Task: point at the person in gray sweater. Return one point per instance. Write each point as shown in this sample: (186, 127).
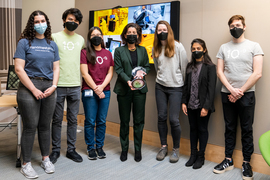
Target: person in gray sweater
(170, 61)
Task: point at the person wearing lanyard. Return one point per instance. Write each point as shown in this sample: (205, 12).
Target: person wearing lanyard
(97, 71)
(37, 66)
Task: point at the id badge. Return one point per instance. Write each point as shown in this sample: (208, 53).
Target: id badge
(88, 93)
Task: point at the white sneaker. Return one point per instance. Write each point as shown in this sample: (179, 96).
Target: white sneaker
(28, 171)
(48, 166)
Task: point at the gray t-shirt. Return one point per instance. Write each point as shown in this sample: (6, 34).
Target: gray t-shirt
(238, 62)
(39, 57)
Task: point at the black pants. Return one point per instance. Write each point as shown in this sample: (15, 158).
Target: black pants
(36, 114)
(171, 96)
(244, 108)
(135, 101)
(198, 129)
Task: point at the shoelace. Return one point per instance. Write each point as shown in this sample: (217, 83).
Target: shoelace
(246, 167)
(29, 168)
(48, 164)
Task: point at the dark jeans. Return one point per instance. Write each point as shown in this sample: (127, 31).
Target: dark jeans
(171, 96)
(95, 110)
(72, 95)
(244, 108)
(198, 129)
(136, 101)
(36, 114)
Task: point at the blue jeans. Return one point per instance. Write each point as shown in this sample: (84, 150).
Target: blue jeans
(95, 110)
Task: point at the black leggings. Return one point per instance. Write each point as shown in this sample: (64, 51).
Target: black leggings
(198, 129)
(36, 114)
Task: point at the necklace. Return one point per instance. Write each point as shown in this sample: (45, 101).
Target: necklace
(132, 49)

■ Task brief ■
Output every line of the entries above as a Markdown table with a Row column for the row number and a Line column for the text, skipping blank lines. Leave the pictures out.

■ Answer to this exercise ■
| Row | Line |
|---|---|
| 1 | Task: point at the person in gray sweater. Return one point per instance. Write each point as shown in this sample: (186, 127). |
| 2 | Target: person in gray sweater |
| 3 | (170, 61) |
| 4 | Task: point at the person wearing lanyard. Return one point per instance. Write each point as shown in this sample: (205, 12). |
| 5 | Target: person wearing lanyard |
| 6 | (97, 71) |
| 7 | (37, 66) |
| 8 | Task: point at the id badge. Return one point per instance. Write each point as shown in this sample: (208, 53). |
| 9 | Target: id badge |
| 10 | (88, 93) |
| 11 | Task: point at the white sneaker. Return one point per instance. Write each point as shown in this sample: (179, 96). |
| 12 | Target: white sneaker |
| 13 | (28, 171) |
| 14 | (48, 166) |
| 15 | Task: point at the gray t-shirt. Return one point per instance. Write each point as shown in this sample: (6, 34). |
| 16 | Target: gray t-shirt |
| 17 | (238, 62) |
| 18 | (39, 57) |
| 19 | Task: point at the black pants. Return one point per instance. Write each point as shown in this sample: (15, 158). |
| 20 | Target: black pants |
| 21 | (36, 114) |
| 22 | (171, 96) |
| 23 | (244, 108) |
| 24 | (135, 101) |
| 25 | (198, 129) |
| 26 | Task: point at the shoelace. Return one point per instance. Write each point as shown in this sample: (217, 83). |
| 27 | Target: shoelace |
| 28 | (246, 167) |
| 29 | (29, 168) |
| 30 | (48, 164) |
| 31 | Task: point at the dark jeans. Return one point per instance. Write each point as shown in this sample: (127, 31). |
| 32 | Target: dark jeans |
| 33 | (171, 96) |
| 34 | (95, 110) |
| 35 | (72, 95) |
| 36 | (244, 108) |
| 37 | (198, 129) |
| 38 | (136, 101) |
| 39 | (36, 114) |
| 40 | Task: point at the blue jeans. Return one point per instance. Write each point as shown in this sample: (84, 150). |
| 41 | Target: blue jeans |
| 42 | (95, 110) |
| 43 | Task: point at the black leggings. Return one point per instance. Write each point as shown in this sample: (64, 51). |
| 44 | Target: black leggings |
| 45 | (198, 129) |
| 46 | (36, 114) |
| 47 | Task: point at the necklace. Return one point per instance. Write each point as shown in this sample: (45, 101). |
| 48 | Target: necklace |
| 49 | (132, 49) |